_TASK REQUIREMENTS_
Using the records below, filter out every line that lacks "wrought" and copy the rest.

_INFORMATION SHOWN_
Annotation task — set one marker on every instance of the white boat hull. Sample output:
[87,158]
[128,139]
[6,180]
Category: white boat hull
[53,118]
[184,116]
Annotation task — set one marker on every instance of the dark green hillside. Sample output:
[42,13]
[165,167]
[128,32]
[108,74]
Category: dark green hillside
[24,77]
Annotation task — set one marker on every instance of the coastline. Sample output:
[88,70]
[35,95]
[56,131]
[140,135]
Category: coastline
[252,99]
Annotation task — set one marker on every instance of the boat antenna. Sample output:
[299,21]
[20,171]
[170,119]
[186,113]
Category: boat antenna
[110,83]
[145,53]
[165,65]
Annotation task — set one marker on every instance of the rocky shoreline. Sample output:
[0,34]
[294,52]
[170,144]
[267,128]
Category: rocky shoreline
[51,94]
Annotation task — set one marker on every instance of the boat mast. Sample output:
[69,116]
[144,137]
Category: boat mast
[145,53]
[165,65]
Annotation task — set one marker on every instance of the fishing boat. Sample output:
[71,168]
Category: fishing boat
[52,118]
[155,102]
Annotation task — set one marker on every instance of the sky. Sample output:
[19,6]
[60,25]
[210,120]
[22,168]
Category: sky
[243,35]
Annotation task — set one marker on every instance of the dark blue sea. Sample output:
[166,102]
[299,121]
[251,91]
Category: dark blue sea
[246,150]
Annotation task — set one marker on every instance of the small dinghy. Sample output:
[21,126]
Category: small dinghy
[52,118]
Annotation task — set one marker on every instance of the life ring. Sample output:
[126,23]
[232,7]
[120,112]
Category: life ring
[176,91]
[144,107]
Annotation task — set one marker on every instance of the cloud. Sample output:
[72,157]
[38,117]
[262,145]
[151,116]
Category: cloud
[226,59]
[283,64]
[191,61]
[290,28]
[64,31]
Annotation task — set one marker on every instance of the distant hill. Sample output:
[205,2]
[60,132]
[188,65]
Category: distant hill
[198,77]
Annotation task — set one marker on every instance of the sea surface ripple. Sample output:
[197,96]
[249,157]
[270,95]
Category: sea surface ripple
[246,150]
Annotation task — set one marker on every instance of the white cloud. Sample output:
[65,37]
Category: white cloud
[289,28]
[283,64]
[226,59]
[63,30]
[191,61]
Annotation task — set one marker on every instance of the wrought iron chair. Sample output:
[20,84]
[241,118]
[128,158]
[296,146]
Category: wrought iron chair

_RESULT FOR THIS TASK_
Annotation task — set one marker on every instance of the wrought iron chair. Sample output:
Category: wrought iron chair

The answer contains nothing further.